Entries from a point labeling set
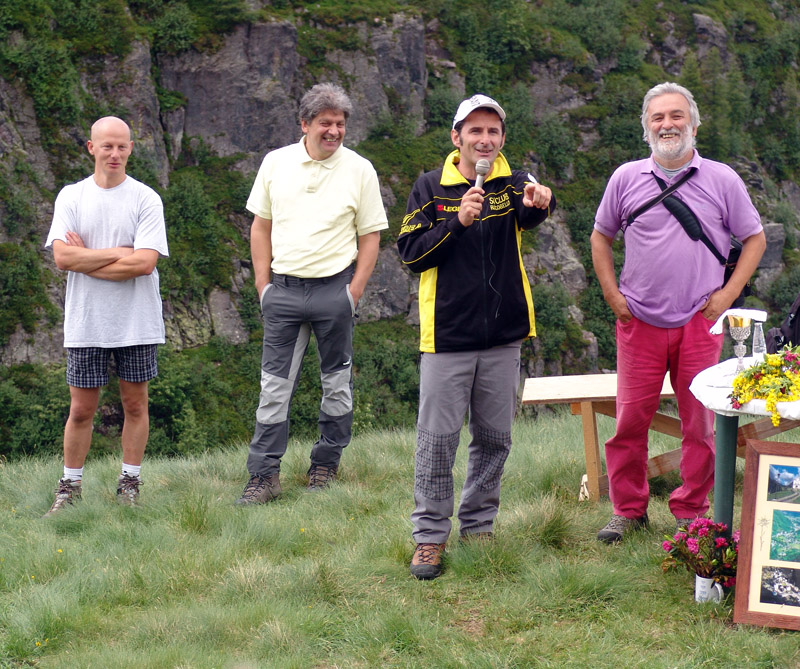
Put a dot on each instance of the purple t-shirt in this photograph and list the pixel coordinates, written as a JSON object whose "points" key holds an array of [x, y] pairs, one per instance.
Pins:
{"points": [[667, 277]]}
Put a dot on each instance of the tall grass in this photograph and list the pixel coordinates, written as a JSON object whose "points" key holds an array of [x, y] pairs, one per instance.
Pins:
{"points": [[321, 579]]}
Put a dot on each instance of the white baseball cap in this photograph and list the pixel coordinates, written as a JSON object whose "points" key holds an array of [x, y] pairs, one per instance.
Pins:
{"points": [[476, 102]]}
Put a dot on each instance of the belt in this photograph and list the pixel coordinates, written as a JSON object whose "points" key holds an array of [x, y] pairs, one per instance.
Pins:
{"points": [[288, 280]]}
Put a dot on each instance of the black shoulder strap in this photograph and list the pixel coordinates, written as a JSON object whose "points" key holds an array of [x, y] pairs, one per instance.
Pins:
{"points": [[664, 194], [689, 221]]}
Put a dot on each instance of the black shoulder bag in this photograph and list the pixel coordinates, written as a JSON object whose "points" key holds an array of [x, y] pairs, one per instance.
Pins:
{"points": [[690, 223]]}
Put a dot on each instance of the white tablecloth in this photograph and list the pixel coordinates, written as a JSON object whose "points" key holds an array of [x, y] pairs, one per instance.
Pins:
{"points": [[713, 385]]}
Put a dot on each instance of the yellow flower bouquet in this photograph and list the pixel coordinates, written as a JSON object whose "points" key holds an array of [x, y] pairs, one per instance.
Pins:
{"points": [[776, 379]]}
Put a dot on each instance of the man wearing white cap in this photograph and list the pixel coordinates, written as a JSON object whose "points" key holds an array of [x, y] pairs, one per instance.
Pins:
{"points": [[475, 310]]}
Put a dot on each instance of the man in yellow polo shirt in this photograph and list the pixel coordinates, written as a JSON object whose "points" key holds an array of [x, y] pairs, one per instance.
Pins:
{"points": [[317, 220]]}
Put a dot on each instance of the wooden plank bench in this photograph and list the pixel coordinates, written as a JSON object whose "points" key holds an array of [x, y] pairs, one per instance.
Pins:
{"points": [[592, 394]]}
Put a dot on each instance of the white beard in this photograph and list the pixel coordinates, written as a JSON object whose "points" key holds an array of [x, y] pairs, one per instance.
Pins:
{"points": [[670, 149]]}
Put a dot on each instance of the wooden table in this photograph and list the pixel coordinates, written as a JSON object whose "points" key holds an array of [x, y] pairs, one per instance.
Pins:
{"points": [[592, 394], [711, 388]]}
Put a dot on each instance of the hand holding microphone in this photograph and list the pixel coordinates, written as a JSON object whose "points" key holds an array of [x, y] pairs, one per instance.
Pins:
{"points": [[472, 202], [482, 168]]}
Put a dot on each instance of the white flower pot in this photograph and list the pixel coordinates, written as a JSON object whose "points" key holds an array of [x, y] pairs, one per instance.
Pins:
{"points": [[707, 590]]}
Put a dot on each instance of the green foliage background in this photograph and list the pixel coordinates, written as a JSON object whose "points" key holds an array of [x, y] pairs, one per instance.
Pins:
{"points": [[748, 96]]}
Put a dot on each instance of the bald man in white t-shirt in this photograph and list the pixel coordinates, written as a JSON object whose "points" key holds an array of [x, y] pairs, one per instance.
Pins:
{"points": [[108, 232]]}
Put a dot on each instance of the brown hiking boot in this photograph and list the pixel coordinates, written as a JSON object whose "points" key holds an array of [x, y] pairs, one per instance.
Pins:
{"points": [[67, 492], [128, 490], [260, 490], [618, 525], [427, 561], [320, 476]]}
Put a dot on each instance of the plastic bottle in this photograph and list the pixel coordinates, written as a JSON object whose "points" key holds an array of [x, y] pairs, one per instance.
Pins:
{"points": [[759, 343]]}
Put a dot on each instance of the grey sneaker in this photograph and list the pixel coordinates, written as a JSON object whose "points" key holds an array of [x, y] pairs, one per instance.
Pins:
{"points": [[67, 492], [260, 490], [427, 561], [128, 490], [320, 476], [618, 525]]}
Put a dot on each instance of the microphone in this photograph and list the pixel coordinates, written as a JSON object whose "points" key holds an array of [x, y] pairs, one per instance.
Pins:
{"points": [[482, 168]]}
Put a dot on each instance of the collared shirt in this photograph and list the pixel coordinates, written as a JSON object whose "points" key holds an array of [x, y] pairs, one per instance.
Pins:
{"points": [[318, 208], [667, 276]]}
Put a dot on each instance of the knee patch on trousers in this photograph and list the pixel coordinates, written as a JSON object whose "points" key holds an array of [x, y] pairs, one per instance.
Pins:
{"points": [[433, 475], [495, 447]]}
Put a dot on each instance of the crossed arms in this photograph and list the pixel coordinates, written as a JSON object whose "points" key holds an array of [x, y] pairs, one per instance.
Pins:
{"points": [[118, 263]]}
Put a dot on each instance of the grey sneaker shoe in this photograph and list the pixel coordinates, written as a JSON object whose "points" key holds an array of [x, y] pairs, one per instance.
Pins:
{"points": [[427, 561], [67, 492], [320, 476], [260, 490], [619, 525], [128, 490]]}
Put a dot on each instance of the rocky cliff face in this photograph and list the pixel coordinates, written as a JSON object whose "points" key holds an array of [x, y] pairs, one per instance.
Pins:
{"points": [[241, 100]]}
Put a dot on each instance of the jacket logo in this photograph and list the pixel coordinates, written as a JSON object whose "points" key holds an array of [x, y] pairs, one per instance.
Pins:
{"points": [[499, 202], [409, 227]]}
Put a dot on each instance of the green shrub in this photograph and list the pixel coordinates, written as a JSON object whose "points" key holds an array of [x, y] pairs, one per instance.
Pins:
{"points": [[94, 27], [175, 30], [23, 298]]}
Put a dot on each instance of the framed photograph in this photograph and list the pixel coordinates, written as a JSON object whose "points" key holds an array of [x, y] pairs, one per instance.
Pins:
{"points": [[768, 575]]}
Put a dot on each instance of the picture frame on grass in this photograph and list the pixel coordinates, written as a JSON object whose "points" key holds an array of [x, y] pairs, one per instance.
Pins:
{"points": [[768, 575]]}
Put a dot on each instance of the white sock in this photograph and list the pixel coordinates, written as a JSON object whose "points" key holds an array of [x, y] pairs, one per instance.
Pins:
{"points": [[73, 474], [131, 470]]}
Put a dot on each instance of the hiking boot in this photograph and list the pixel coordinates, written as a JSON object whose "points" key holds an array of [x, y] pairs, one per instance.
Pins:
{"points": [[128, 490], [260, 490], [320, 476], [67, 492], [427, 561], [477, 538], [618, 525]]}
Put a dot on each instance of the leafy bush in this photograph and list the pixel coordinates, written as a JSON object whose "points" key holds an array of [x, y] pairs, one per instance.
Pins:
{"points": [[34, 404], [23, 299], [175, 30], [556, 332], [94, 26]]}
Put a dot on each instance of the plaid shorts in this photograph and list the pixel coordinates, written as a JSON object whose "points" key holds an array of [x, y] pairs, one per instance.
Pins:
{"points": [[88, 367]]}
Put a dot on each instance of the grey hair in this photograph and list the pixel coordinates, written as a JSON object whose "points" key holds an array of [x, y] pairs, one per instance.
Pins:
{"points": [[324, 96], [664, 89]]}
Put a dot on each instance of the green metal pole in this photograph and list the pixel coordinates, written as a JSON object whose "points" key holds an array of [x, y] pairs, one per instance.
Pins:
{"points": [[725, 469]]}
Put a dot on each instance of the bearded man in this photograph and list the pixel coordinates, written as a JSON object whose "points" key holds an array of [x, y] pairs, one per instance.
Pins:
{"points": [[670, 293]]}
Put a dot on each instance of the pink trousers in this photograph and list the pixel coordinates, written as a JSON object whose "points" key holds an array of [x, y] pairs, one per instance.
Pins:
{"points": [[644, 354]]}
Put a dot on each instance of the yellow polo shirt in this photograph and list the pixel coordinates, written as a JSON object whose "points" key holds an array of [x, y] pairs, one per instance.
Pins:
{"points": [[318, 208]]}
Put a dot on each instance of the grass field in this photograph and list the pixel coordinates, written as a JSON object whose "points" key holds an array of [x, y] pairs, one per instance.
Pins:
{"points": [[321, 579]]}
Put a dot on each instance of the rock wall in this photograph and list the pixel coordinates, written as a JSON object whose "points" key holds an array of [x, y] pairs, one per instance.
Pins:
{"points": [[242, 100]]}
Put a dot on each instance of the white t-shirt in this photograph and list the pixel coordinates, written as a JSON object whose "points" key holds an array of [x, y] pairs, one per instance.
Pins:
{"points": [[100, 312], [318, 208]]}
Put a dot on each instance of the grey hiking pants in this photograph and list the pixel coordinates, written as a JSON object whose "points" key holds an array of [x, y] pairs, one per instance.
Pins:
{"points": [[485, 383], [292, 308]]}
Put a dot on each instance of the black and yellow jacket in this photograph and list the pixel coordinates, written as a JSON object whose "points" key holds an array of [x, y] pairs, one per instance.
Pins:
{"points": [[473, 292]]}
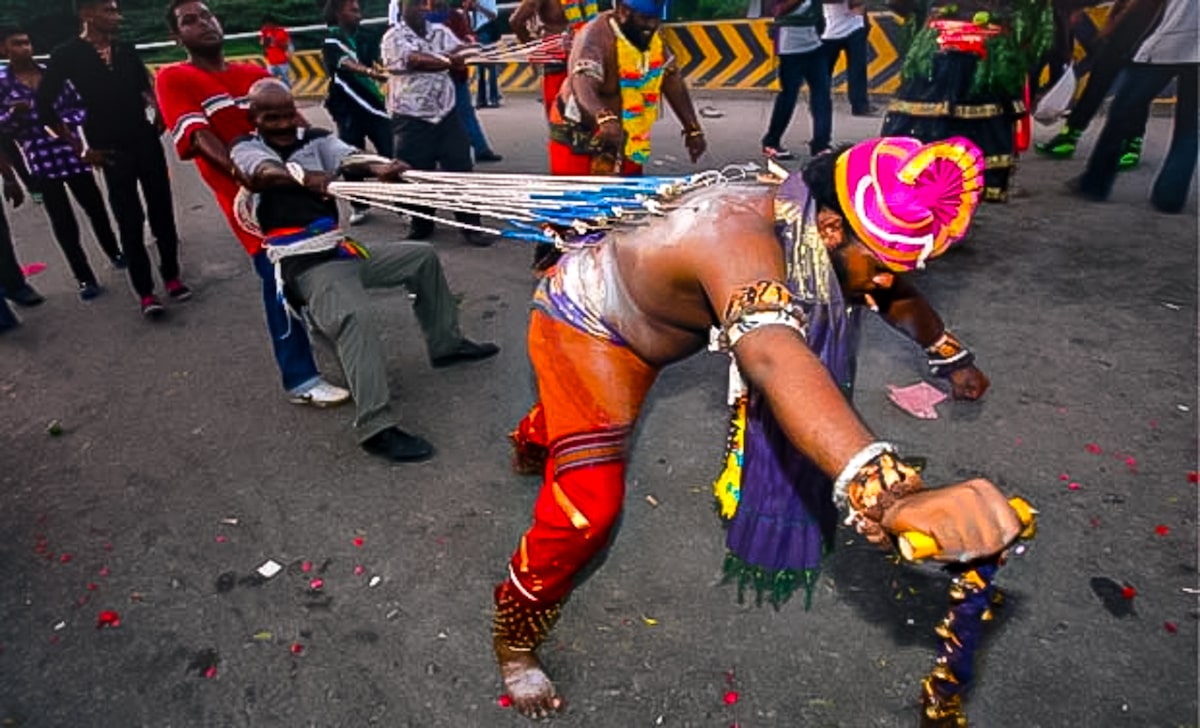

TASK REQUIREMENTS =>
Transcribe the entries word for word, starting at the line that contains "Put a dot on each instance of the black and" and ending at the end of the entries. Leave the pictures out of your answer.

SOLUTION TO THIS PROBLEM =>
Put a dot on each instance of the black and yellow jacket in this photograph and list the pixel coordinates, written as a JSON object whose "points" key holds an array of [x, y] pairs, one per instance.
Pins:
{"points": [[473, 292]]}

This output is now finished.